* _Records to use_:
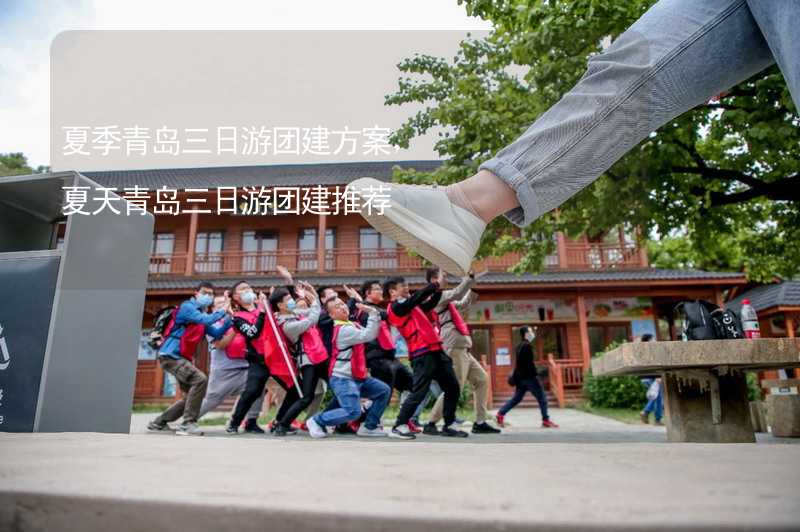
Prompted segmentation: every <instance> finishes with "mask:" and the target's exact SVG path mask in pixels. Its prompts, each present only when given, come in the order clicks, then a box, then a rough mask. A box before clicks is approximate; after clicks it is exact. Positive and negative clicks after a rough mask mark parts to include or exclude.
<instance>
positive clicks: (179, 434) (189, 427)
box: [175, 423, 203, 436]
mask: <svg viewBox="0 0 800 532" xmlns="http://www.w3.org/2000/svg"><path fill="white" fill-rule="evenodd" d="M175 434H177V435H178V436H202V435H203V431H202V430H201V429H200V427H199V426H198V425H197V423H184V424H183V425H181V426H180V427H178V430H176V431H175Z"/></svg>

* * *

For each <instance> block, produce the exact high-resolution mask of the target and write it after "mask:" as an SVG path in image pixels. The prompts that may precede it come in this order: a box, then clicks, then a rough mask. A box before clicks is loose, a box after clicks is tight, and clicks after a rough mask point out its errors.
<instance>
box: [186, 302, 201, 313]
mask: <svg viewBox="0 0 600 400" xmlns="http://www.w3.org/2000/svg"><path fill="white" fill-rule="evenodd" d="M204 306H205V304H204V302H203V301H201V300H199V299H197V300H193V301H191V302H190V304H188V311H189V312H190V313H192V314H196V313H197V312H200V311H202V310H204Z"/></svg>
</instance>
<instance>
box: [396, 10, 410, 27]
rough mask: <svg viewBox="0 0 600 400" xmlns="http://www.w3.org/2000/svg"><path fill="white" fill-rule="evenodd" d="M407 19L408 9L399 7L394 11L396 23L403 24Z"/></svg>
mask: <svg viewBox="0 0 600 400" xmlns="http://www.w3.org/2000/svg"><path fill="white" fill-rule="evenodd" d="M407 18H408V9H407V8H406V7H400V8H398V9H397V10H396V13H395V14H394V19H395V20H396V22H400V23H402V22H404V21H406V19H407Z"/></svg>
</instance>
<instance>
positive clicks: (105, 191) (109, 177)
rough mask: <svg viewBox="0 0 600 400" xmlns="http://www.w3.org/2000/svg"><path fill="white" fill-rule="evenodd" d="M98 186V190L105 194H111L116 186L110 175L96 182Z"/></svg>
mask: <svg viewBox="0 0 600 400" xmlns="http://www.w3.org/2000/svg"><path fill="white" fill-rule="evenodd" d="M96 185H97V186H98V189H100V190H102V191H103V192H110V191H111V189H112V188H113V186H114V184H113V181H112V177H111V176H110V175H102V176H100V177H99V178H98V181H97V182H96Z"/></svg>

...

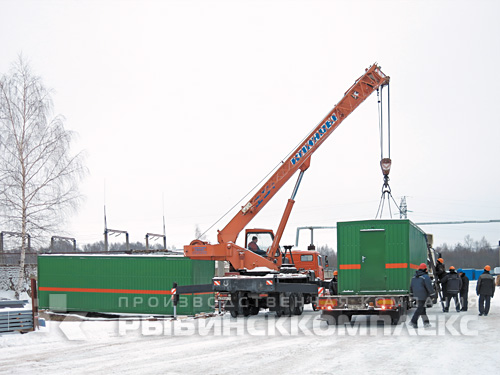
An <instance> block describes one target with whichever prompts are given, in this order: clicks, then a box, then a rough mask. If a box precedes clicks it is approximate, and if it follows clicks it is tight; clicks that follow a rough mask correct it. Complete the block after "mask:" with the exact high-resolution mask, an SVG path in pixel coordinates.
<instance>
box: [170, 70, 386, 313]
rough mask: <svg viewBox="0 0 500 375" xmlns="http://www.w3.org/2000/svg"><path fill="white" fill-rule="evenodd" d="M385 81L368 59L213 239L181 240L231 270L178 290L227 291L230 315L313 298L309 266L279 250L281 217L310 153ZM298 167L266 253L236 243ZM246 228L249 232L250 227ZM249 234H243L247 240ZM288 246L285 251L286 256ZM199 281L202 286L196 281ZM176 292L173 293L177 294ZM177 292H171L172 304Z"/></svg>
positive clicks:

* _Try it_:
Copy each line above where "approximate" appears.

* _Exercise response_:
Prompted segmentation: every <instance> finishes with "mask:" and the target's exact SVG path mask in pixels. Its prompts, each present only when given, come in the order clicks, then a box, then a rough mask. A box before clicks is approximate; after clicks it is exact. Positive and negative clicks after a rough mask mark parts to include or exclude.
An <instance> block describes one target with whichever prompts are given, in this order: clicks, then a box, then a rough mask. If a box precedes clicks it is approximate, and if it follows clicks it is tight; clicks that follow a rough mask correct it. Complete the block after "mask:" with the exact high-resolution mask, an SVG path in pixel coordinates.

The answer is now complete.